## ENTRIES PROVIDED
((
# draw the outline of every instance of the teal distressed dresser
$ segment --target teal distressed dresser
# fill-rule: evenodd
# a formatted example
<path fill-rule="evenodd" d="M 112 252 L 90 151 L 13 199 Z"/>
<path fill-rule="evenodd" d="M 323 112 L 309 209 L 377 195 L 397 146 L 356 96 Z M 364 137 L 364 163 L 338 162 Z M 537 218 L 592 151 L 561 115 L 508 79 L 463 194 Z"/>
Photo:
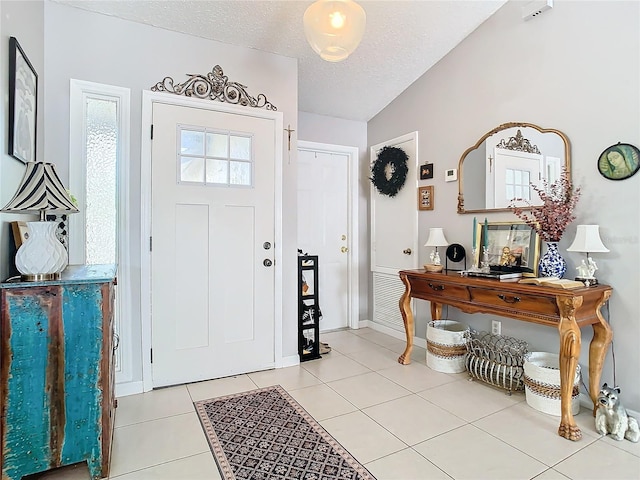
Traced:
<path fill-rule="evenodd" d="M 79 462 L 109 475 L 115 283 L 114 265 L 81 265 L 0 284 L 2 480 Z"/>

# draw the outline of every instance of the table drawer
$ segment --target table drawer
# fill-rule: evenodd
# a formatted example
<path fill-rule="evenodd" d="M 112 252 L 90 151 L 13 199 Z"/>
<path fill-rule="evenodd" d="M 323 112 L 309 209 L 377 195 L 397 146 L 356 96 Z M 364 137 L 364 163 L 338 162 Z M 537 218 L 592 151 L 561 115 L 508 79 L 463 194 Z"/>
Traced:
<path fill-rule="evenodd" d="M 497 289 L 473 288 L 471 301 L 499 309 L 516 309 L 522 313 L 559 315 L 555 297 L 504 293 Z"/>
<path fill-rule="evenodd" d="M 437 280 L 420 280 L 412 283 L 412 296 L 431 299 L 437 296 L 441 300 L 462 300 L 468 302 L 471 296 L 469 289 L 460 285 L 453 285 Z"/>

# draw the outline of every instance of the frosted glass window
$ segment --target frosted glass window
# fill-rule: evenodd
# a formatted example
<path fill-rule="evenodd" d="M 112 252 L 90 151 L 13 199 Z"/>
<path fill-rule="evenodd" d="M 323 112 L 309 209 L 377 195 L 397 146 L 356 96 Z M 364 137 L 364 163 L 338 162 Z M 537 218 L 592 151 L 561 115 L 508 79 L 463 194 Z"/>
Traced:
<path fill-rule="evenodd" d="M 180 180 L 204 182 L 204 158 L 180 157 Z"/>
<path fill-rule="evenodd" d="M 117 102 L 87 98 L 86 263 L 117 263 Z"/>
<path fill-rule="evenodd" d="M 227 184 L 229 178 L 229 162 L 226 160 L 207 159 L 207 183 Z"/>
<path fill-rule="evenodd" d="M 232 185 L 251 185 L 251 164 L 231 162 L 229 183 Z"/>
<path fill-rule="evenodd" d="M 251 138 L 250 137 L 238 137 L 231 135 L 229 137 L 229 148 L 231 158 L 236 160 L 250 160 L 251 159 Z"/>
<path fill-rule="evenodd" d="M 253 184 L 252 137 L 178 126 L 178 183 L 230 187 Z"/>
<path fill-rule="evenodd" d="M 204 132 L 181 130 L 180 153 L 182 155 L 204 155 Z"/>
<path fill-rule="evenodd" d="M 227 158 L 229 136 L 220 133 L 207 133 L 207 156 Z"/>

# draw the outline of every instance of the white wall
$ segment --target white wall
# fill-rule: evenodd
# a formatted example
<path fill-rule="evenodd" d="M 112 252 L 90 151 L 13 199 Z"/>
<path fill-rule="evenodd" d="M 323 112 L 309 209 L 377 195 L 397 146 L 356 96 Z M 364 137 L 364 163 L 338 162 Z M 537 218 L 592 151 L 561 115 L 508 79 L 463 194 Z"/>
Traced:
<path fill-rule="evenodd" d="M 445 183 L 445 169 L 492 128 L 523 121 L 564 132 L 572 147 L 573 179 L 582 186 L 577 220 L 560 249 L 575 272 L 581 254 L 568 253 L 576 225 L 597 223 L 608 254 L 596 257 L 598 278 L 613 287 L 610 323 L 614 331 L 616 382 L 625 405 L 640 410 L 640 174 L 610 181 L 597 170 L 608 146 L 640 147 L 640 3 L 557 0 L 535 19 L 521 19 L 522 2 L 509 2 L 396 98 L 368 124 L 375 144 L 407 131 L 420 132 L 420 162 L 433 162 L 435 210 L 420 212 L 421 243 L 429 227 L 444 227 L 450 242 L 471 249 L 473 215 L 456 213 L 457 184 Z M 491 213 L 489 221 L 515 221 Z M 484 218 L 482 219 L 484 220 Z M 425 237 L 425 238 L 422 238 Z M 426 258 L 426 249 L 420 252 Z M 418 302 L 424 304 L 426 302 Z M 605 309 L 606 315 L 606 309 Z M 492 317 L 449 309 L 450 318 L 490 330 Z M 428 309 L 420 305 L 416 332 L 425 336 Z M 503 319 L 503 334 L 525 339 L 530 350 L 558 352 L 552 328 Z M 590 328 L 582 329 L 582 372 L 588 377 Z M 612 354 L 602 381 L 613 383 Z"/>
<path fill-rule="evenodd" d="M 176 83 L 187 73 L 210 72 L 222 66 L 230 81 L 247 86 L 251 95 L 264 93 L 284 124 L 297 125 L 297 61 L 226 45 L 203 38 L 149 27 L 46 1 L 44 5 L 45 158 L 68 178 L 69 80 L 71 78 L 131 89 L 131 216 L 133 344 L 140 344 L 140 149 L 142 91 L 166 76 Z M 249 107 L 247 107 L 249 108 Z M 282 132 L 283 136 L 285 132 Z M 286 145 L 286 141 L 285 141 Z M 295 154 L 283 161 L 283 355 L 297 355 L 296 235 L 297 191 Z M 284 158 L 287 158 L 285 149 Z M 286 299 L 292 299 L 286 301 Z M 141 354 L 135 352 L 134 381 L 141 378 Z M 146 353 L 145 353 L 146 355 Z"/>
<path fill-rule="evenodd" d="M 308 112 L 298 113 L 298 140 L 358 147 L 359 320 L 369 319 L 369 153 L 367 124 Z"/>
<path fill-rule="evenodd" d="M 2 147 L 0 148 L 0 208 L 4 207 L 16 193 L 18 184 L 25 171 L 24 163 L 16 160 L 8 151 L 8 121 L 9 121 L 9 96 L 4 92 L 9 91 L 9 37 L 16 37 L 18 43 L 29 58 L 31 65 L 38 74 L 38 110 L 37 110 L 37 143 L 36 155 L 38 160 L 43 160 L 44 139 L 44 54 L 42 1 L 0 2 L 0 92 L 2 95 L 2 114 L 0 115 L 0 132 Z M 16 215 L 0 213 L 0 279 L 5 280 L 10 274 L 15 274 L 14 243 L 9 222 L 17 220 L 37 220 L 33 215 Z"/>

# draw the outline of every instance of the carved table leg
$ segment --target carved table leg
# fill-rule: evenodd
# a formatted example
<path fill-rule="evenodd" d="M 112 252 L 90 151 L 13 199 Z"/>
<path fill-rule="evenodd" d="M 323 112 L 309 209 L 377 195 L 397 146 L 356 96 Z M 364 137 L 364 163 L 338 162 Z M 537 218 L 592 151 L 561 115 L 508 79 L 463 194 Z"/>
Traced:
))
A word-for-word copy of the records is required. Leave out every picture.

## FINISHED TASK
# draw the outline of every instance of the teal distressed dresser
$ segment --target teal distressed dresser
# fill-rule: evenodd
# a formatted example
<path fill-rule="evenodd" d="M 112 252 L 90 151 L 13 199 Z"/>
<path fill-rule="evenodd" d="M 323 112 L 309 209 L 377 195 L 397 146 L 356 96 Z M 364 137 L 364 163 L 338 162 Z M 537 218 L 592 151 L 561 115 L 508 79 L 463 194 Z"/>
Photo:
Traced:
<path fill-rule="evenodd" d="M 79 462 L 109 475 L 115 283 L 114 265 L 81 265 L 0 284 L 2 480 Z"/>

# draw the outline of every instance of the table drawer
$ segment --target table drawer
# fill-rule: evenodd
# a formatted example
<path fill-rule="evenodd" d="M 112 252 L 90 151 L 13 199 Z"/>
<path fill-rule="evenodd" d="M 323 112 L 309 209 L 377 195 L 397 146 L 356 96 Z M 364 137 L 364 163 L 338 162 Z M 537 218 L 592 151 L 561 115 L 508 79 L 463 194 Z"/>
Traced:
<path fill-rule="evenodd" d="M 497 289 L 473 288 L 471 301 L 499 309 L 516 309 L 522 313 L 559 315 L 555 297 L 504 293 Z"/>
<path fill-rule="evenodd" d="M 437 280 L 420 280 L 412 283 L 412 296 L 431 299 L 437 296 L 441 300 L 462 300 L 468 302 L 471 296 L 469 289 L 460 285 L 453 285 Z"/>

# draw the outline of every instance of the frosted glass window
$ segment --target frosted glass window
# fill-rule: evenodd
# a formatted example
<path fill-rule="evenodd" d="M 112 252 L 90 151 L 13 199 Z"/>
<path fill-rule="evenodd" d="M 323 112 L 309 209 L 377 195 L 397 146 L 356 96 Z M 364 137 L 364 163 L 338 162 Z M 537 218 L 592 151 L 561 115 L 508 79 L 463 194 Z"/>
Traced:
<path fill-rule="evenodd" d="M 180 180 L 204 182 L 204 158 L 180 157 Z"/>
<path fill-rule="evenodd" d="M 117 102 L 87 98 L 86 263 L 117 263 Z"/>
<path fill-rule="evenodd" d="M 227 184 L 229 178 L 229 162 L 226 160 L 207 159 L 207 183 Z"/>
<path fill-rule="evenodd" d="M 232 185 L 251 185 L 251 164 L 231 162 L 229 183 Z"/>
<path fill-rule="evenodd" d="M 251 138 L 250 137 L 238 137 L 231 135 L 229 137 L 229 148 L 231 158 L 236 160 L 250 160 L 251 159 Z"/>
<path fill-rule="evenodd" d="M 253 184 L 252 137 L 178 126 L 178 183 L 230 187 Z"/>
<path fill-rule="evenodd" d="M 204 132 L 181 130 L 180 153 L 182 155 L 204 155 Z"/>
<path fill-rule="evenodd" d="M 227 158 L 229 136 L 220 133 L 207 133 L 207 156 Z"/>

# draw the outline of every instance of the white wall
$ segment --target white wall
# fill-rule: evenodd
# a formatted example
<path fill-rule="evenodd" d="M 112 252 L 90 151 L 13 199 Z"/>
<path fill-rule="evenodd" d="M 323 112 L 309 209 L 377 195 L 397 146 L 356 96 Z M 364 137 L 364 163 L 338 162 Z M 537 218 L 592 151 L 561 115 L 508 79 L 463 194 Z"/>
Traced:
<path fill-rule="evenodd" d="M 445 183 L 445 169 L 492 128 L 523 121 L 564 132 L 572 147 L 573 179 L 582 186 L 577 220 L 560 249 L 575 272 L 581 254 L 568 253 L 576 225 L 597 223 L 608 254 L 596 257 L 598 278 L 613 287 L 610 323 L 614 331 L 616 382 L 625 405 L 640 410 L 640 174 L 610 181 L 597 170 L 608 146 L 640 147 L 640 3 L 557 0 L 535 19 L 521 19 L 522 2 L 509 2 L 396 98 L 368 124 L 375 144 L 407 131 L 420 132 L 420 162 L 433 162 L 435 210 L 420 212 L 421 243 L 429 227 L 444 227 L 450 242 L 471 249 L 473 215 L 456 213 L 457 184 Z M 491 213 L 489 221 L 515 221 Z M 484 218 L 482 219 L 484 220 Z M 425 237 L 425 238 L 422 238 Z M 426 258 L 426 249 L 420 252 Z M 418 302 L 424 304 L 426 302 Z M 605 309 L 606 315 L 606 309 Z M 492 317 L 449 309 L 450 318 L 490 330 Z M 428 309 L 420 305 L 416 332 L 425 336 Z M 503 319 L 503 334 L 525 339 L 530 350 L 558 352 L 552 328 Z M 590 328 L 582 329 L 582 372 L 588 377 Z M 612 354 L 602 381 L 613 383 Z"/>
<path fill-rule="evenodd" d="M 176 83 L 187 73 L 210 72 L 222 66 L 230 81 L 247 86 L 251 95 L 264 93 L 284 124 L 297 125 L 297 61 L 226 45 L 203 38 L 149 27 L 46 1 L 44 5 L 45 158 L 68 178 L 69 80 L 71 78 L 131 89 L 131 216 L 133 344 L 140 344 L 140 149 L 142 91 L 166 76 Z M 249 107 L 247 107 L 249 108 Z M 282 132 L 283 136 L 285 132 Z M 286 145 L 286 141 L 285 141 Z M 295 154 L 283 161 L 283 355 L 297 355 L 296 235 L 297 191 Z M 284 158 L 287 158 L 285 149 Z M 286 299 L 292 299 L 286 301 Z M 141 354 L 135 352 L 134 381 L 141 378 Z M 146 353 L 145 353 L 146 355 Z"/>
<path fill-rule="evenodd" d="M 308 112 L 298 113 L 298 140 L 358 147 L 359 320 L 369 319 L 369 153 L 367 124 Z"/>
<path fill-rule="evenodd" d="M 2 147 L 0 148 L 0 208 L 4 207 L 16 193 L 18 184 L 25 171 L 24 163 L 16 160 L 8 151 L 8 121 L 9 121 L 9 96 L 4 92 L 9 91 L 9 37 L 16 37 L 18 43 L 29 58 L 31 65 L 38 74 L 38 110 L 37 110 L 37 143 L 36 155 L 38 160 L 43 160 L 44 139 L 44 54 L 42 1 L 0 2 L 0 92 L 2 95 L 2 114 L 0 115 L 0 132 Z M 16 215 L 0 213 L 0 279 L 5 280 L 10 274 L 15 274 L 14 243 L 9 222 L 17 220 L 37 220 L 33 215 Z"/>

# draw the outline of every instance of the carved table leg
$ segment --target carved table leg
# fill-rule: evenodd
# a formatted example
<path fill-rule="evenodd" d="M 112 252 L 90 151 L 13 199 Z"/>
<path fill-rule="evenodd" d="M 323 112 L 309 209 L 377 195 L 397 146 L 356 96 Z M 364 137 L 364 163 L 338 162 Z M 537 218 L 592 151 L 561 115 L 508 79 L 463 194 Z"/>
Traced:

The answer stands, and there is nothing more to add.